**Task to carry out:**
Write out each line of the records below as a JSON list of strings, with one string per line and blank lines omitted.

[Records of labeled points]
------------------------------------
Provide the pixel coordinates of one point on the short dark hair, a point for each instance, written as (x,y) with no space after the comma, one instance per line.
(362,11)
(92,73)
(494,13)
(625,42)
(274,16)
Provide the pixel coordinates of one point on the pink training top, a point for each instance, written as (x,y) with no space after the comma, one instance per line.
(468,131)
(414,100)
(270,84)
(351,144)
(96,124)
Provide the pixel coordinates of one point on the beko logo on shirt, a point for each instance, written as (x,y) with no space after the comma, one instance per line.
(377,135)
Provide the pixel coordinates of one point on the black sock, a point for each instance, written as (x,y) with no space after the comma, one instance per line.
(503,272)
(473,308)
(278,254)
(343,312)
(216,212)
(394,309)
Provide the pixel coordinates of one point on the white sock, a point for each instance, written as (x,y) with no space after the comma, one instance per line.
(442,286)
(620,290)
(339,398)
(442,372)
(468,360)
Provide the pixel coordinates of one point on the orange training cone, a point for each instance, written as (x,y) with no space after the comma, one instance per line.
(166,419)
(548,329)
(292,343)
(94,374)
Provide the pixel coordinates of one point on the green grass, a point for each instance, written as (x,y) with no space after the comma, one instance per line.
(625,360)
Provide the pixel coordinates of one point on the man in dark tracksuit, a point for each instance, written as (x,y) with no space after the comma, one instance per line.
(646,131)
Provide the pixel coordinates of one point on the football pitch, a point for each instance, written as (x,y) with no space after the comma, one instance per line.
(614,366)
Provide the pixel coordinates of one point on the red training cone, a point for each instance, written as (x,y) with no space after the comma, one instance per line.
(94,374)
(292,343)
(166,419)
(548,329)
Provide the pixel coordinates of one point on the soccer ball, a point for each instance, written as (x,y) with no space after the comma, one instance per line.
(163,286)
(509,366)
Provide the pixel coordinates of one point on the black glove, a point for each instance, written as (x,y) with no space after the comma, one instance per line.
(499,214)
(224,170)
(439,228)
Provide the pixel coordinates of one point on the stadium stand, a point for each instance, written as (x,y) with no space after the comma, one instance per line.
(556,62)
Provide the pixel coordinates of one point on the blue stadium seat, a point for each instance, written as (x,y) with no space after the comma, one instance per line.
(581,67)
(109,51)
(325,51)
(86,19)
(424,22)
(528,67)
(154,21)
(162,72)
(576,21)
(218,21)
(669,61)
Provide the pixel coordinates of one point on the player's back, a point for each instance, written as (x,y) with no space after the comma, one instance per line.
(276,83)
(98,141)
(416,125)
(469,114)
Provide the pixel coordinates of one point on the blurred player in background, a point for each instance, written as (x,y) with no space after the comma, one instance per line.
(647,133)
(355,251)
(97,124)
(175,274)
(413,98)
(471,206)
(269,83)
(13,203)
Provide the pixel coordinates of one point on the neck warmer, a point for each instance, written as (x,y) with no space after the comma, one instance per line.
------------------------------------
**Full response:**
[
  "Provide the pixel coordinates of one point on the short dark hair, a point for each instance, written as (x,y) with no space after the comma, one instance per line.",
  "(362,11)",
  "(92,73)",
  "(494,13)",
  "(625,42)",
  "(274,16)",
  "Provide the pixel coordinates of one point on the pink training top, a point for each instance, written as (x,y) with no space after the comma, one instance per line.",
  "(468,131)",
  "(414,100)",
  "(270,84)",
  "(351,144)",
  "(96,124)",
  "Provide the pixel coordinates of one point on the beko logo on shirt, a point for each instance, written as (x,y) with no space after the comma, one instance per line.",
  "(377,135)",
  "Provide the pixel coordinates of one point on the black sock, a point for each instance, written as (x,y) with no space after the comma, one instance per line.",
  "(503,272)",
  "(473,308)",
  "(278,254)",
  "(343,312)",
  "(216,212)",
  "(394,309)",
  "Provide the pixel coordinates of one point on the white sock, a point for each instance, written as (x,y) with no space after the comma, one instance per line.",
  "(442,286)",
  "(620,290)",
  "(339,398)",
  "(442,372)",
  "(468,360)",
  "Provide the pixel coordinates of one point on the orange training cone, a point for each instance, written as (x,y) with no space after the comma, one instance per line.",
  "(166,419)",
  "(548,329)",
  "(292,343)",
  "(94,374)",
  "Provide the pixel coordinates of one point on the green grass, a point for each instance, written as (x,y) with no space after the comma, one instance per line.",
  "(625,360)",
  "Provide the pixel coordinates of one point on the man in dark tracksuit, a point for each instance, written as (x,y) with no space after the comma, one instance per line.",
  "(646,131)",
  "Provide the pixel coordinates of one point on the football pitch, a point for each instance, written as (x,y) with no space after the comma, one instance per line.",
  "(614,366)",
  "Provide the pixel coordinates of one point on the red training cone, a point for each instance, written as (x,y) with no space after the comma, one instance per line.",
  "(94,374)",
  "(292,343)",
  "(166,419)",
  "(548,329)",
  "Provide the pixel coordinates of one point on the soccer ball, a point for each instance, written as (x,y) with no space after the comma, one instance per line.",
  "(163,286)",
  "(509,366)",
  "Provide the pixel coordinates of one point on the black glove, a point for each instance, written as (x,y) with no space after the comma, one instance per line.",
  "(499,214)",
  "(224,170)",
  "(439,228)",
  "Provide the pixel coordinates of one point on the stadium stand, a point for each instance, written as (x,y) with no space after the comma, one instance per line.",
  "(556,62)",
  "Provide the pixel coordinates of one point on the blue stadium seat, a point for each instance, written as (x,y) with no space after the comma, one instance per line.",
  "(581,67)",
  "(109,51)",
  "(325,51)",
  "(86,19)",
  "(424,22)",
  "(528,67)",
  "(154,21)",
  "(162,72)",
  "(576,21)",
  "(218,21)",
  "(669,61)",
  "Provide the pixel coordinates of one point on the player's back, a point for each instance, written as (x,y) with no space after the comma, one instance per line.",
  "(276,83)",
  "(98,141)",
  "(416,125)",
  "(469,114)",
  "Provide the pixel coordinates of one point on the blurred player in background, a point for each instance, written as (x,y) with no space after the comma, one instance per line.",
  "(647,133)",
  "(355,251)",
  "(97,124)",
  "(175,274)",
  "(413,98)",
  "(471,206)",
  "(269,83)",
  "(13,203)",
  "Provide the pixel coordinates of one point on the neck warmer, a point for each instance, written as (x,y) with no space after the comma, one instance per line."
]